_Kutipan yang Diberikan_:

============

Hukum Memberi, Menjadi Perantara dan Menerima Uang Dari Capres, Caleg, Parpol : Fix Tempatnya di Neraka

Hukum Memberi, Menjadi Perantara dan Menerima Uang Dari Capres, Caleg, Parpol : Fix Tempatnya di Neraka

MASUK NERAKA : Baik pemberi, perantara, dan penerima risywah, suap dan sogokan dari capres, caleg dan parpol.-tangkap layar-

Hukum Suap Dalam Pandangan Syariat Islam 

Ada beragam ungkapan baik disampaikan oleh tokoh atau calon wakil presiden. Jika diberi uang atau suap maka ambil uangnya, coblos yang lainnya. Ini jelas tidak boleh, karena sesuai syariat Islam apapun bentuk suap atau risywah adalah haram, ganjaranya berat yakni neraka.

Ustaz Dr. Erwandi Tarmizi, M.A. menyatakan segala pemberian dari parpol, capres, cawapres, caleg dan tim sukses dilarang untuk diterima oleh warga, pemilih, dan konstituen.

”Intinya anda diberi kaos, diberi beras atau segala macam jangan diterima,” kata Ustaz Erwandi.

============

_Tugas yang Dikerjakan_:
(a) Dalam teks tentang hukum suap pemilu, mengapa anjuran untuk mengambil uang suap lalu mencoblos calon lain dinyatakan tidak boleh? Jawab dalam satu sampai tiga kalimat.
(b) Teruskan teks tentang hukum suap pemilu mulai dari kalimat terakhirnya.
Materi di bawah sama sekali tidak dipakai di sini.

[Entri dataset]
============

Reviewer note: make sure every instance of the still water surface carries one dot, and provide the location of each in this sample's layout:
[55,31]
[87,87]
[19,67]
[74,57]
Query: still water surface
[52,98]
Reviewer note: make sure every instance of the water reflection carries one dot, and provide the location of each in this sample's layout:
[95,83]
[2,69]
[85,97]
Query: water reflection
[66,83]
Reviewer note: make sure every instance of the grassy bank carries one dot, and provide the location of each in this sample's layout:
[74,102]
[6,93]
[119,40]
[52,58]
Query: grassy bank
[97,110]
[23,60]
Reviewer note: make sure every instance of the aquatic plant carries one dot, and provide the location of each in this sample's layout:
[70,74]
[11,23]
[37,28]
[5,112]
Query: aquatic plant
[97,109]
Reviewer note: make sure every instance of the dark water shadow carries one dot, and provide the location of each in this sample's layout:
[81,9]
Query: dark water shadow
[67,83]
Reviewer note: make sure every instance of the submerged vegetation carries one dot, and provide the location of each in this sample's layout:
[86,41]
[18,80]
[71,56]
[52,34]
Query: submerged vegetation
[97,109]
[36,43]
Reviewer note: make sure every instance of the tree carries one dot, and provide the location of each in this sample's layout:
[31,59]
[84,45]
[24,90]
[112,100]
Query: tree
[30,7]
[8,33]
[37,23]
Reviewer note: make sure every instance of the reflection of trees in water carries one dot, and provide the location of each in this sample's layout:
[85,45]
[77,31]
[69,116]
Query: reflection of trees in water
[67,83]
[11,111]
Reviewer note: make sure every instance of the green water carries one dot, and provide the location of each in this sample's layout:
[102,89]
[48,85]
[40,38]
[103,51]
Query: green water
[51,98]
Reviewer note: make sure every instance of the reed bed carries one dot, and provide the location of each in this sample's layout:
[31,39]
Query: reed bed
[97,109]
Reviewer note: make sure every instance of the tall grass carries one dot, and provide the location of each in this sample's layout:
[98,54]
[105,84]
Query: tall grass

============

_Jawaban Tugas_:
(a) Anjuran itu tidak boleh karena menurut syariat Islam segala bentuk suap atau risywah hukumnya haram. Ganjarannya pun berat, yaitu neraka.

(b)
Salah satu ulama ahli fikih muamalah kontemporer di Indonesia ini menyatakan ada fatwa salah satu capres yang membolehkan pemberian barang itu salah. 

”Terima (uang suap) pilih sesuai dengan hatimu. Tidak. Dalam Islam bukan begitu,” kata Ustaz. 

Jikalau anda menerima suap atau risywah, maka anda penerima risywah (suap). Kemudian si calon tadi, baik capres, cawapres, dan caleg masuk kategori pemberi risywah. Lantas orang – orangnya, tim suksesnya, parpolnya adalah penengah atau perantara risywah. 

”Dan Nabi Muhammad Shalallah alaihi wassalam dalam Hadist Riwayat Hakim mengatakan Ar raasyii wal murtasyii war raa isy bainahuma finnar. Pemberi risywah (caleg, capres, cawapres yang memberikan risywah kemudian wal murtasyii atau rakyat, konstituen, pemilih yang menerima sogokan yang tadi. War raa isy : partai dan tim suksesnya yang menjadi perantara pemberian risywah. Kata Nabi semuanya ngumpl di neraka,” tegasnya.

Disebutkan Ustaz Erwan salah kalau mengatakan, “Terima (risywah) nanti pilih sesuai hati anda,” jelasnya.

Nah bagi para warga, pemilih dan konstituen sudahlah jelas panduan hidup kita dari Kitabullah dan Rosulullah alaihi wassallam. Maka tugas kita adalah membenarkan dan mentaatinya. (*)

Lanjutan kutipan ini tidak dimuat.